**Aim of the task:** Copy the lines of the material below exactly, starting at the line that contains "white and brown duck | locate" and stopping after the line that contains "(478, 480), (672, 513)".

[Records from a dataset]
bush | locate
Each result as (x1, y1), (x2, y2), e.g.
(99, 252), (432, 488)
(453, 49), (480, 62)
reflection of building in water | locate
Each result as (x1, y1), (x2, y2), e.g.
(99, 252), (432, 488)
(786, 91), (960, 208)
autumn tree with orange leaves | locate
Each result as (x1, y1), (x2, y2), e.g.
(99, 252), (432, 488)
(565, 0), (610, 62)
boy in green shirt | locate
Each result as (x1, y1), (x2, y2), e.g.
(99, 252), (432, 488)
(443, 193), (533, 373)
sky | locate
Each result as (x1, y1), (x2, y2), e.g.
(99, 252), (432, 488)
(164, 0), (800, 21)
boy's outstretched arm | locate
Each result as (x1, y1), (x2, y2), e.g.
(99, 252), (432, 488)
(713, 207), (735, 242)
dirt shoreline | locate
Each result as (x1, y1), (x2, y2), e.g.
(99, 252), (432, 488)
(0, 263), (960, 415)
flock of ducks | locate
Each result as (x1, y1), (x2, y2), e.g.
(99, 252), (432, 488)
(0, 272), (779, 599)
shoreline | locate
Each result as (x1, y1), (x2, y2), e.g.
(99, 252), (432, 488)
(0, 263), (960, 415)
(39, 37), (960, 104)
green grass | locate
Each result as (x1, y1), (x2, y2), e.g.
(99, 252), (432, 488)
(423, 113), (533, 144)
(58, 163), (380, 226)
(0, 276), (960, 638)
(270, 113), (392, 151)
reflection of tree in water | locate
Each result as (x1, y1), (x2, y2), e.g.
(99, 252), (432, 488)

...

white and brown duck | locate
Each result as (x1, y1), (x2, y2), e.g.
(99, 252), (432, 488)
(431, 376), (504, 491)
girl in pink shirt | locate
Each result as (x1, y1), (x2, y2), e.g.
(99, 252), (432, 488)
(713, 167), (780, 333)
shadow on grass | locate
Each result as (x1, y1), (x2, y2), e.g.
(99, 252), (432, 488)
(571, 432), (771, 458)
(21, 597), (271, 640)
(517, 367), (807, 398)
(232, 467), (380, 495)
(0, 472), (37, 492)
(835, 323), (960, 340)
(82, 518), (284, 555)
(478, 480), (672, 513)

==

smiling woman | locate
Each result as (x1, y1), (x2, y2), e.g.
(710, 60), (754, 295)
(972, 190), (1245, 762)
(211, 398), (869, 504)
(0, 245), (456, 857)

**Task response:**
white and brown duck | locate
Each result as (x1, y1), (x2, y2), e.g.
(99, 252), (432, 488)
(431, 376), (504, 491)
girl in pink shirt | locate
Each result as (x1, y1), (x2, y2), e.g.
(99, 252), (432, 488)
(713, 167), (780, 333)
shadow on grass | locate
Each result as (x1, y1), (x2, y2), e.g.
(99, 252), (432, 488)
(571, 432), (771, 458)
(21, 597), (271, 640)
(517, 367), (807, 398)
(232, 467), (380, 495)
(0, 472), (37, 492)
(835, 323), (960, 340)
(82, 518), (284, 555)
(478, 480), (672, 513)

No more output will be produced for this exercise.